WRITTEN PROBLEM:
Select each line of the items below that contains the word "Target", matching case exactly, and copy those lines.

DATA SHOWN:

====================

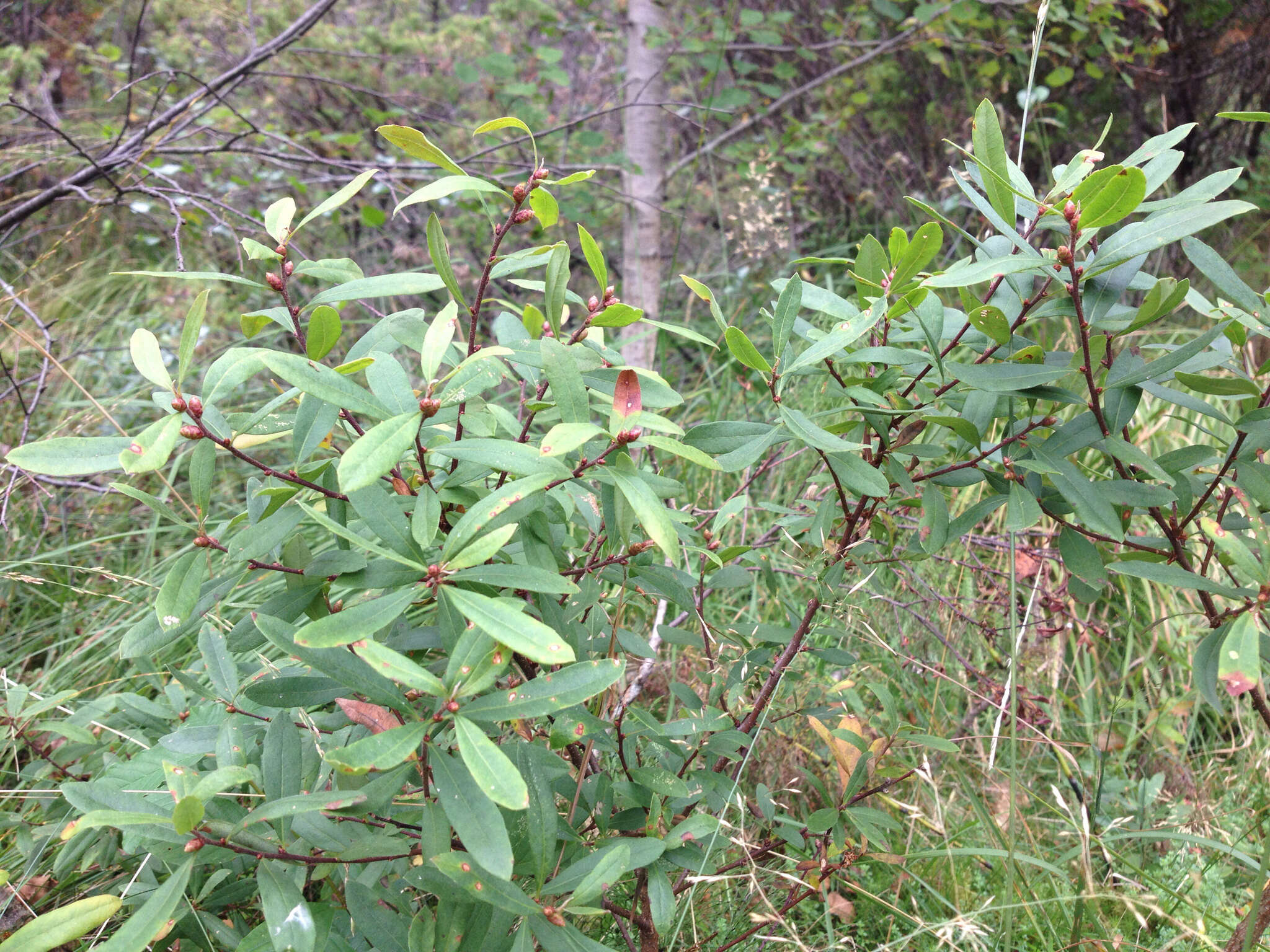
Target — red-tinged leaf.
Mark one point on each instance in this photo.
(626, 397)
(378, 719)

====================

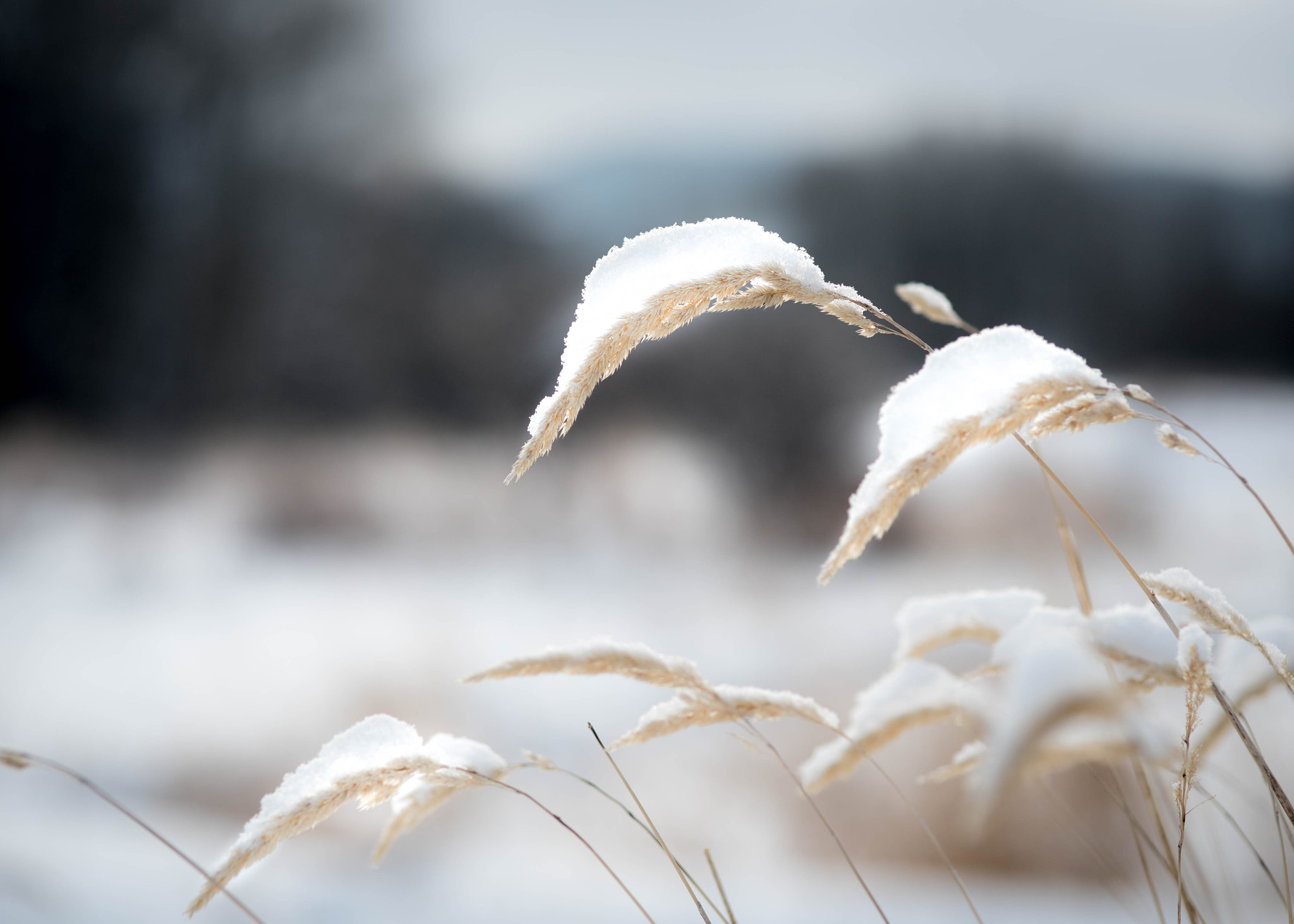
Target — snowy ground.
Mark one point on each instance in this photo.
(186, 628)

====================

RESULT OF THIS TASK:
Target — red-tinged leaf.
Target — snowy ground.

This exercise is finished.